- [TO DO]:
1 – According to the Marcel Maas biography, what was his father's profession?
2 – Carry on the Marcel Maas biography from its final sentence.

- [DOCUMENT EXCERPT]:
* * * * * * *

- Marcel Maas in 1946

Background information
- Born: 7 May 1897 Clermont-Ferrand, France
- Died: 11 June 1950 (aged 53) Sint-Genesius-Rode, Belgium
- Genres: Classical
- Instrument: Piano

= Marcel Maas =

Marcel Maas (7 May 1897 – 11 June 1950) was a Dutch-Belgian pianist. He died at his home in Sint-Genesius-Rode, on 11 June 1950. His repertoire includes Bach and Scarlatti to the moderns; he was an appreciated interpreter of the solo piano music of Franck, Debussy and Ravel.

== Life ==

=== Early years ===
He was born on 7 May 1897 in Clermont-Ferrand, France, where his father, a successful Dutch operatic bass, was then based. The family soon moved to Belgium and Marcel eventually took Belgian nationality. His brother, Robert Maas was a cellist.

* * * * * * *

- [SUPPLIED RECORDS]:
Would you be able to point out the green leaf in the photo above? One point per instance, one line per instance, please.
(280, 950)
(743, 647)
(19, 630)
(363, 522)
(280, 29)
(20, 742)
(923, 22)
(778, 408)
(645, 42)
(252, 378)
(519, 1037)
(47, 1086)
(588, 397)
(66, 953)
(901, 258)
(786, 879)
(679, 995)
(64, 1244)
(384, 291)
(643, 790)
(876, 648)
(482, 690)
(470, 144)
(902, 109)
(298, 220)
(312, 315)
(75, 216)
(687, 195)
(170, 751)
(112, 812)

* * * * * * *

- [TASK RESPONSES]:
1 – His father was a successful Dutch operatic bass.

2 –
=== Career ===
He studied at the Royal Conservatory of Brussels with Arthur De Greef and soon began an international career. In 1933 he became a professor at the Royal Brussels Conservatoire.

During the 1930s he joined the Quator Pro Arte, created with violinist Alfred Dubois and Robert Maas. Pro Arte became one of three outstanding sonata partnerships which flourished in the 1930s, along with Adolf Busch – Rudolf Serkin and Szymon Goldberg/Lili Kraus.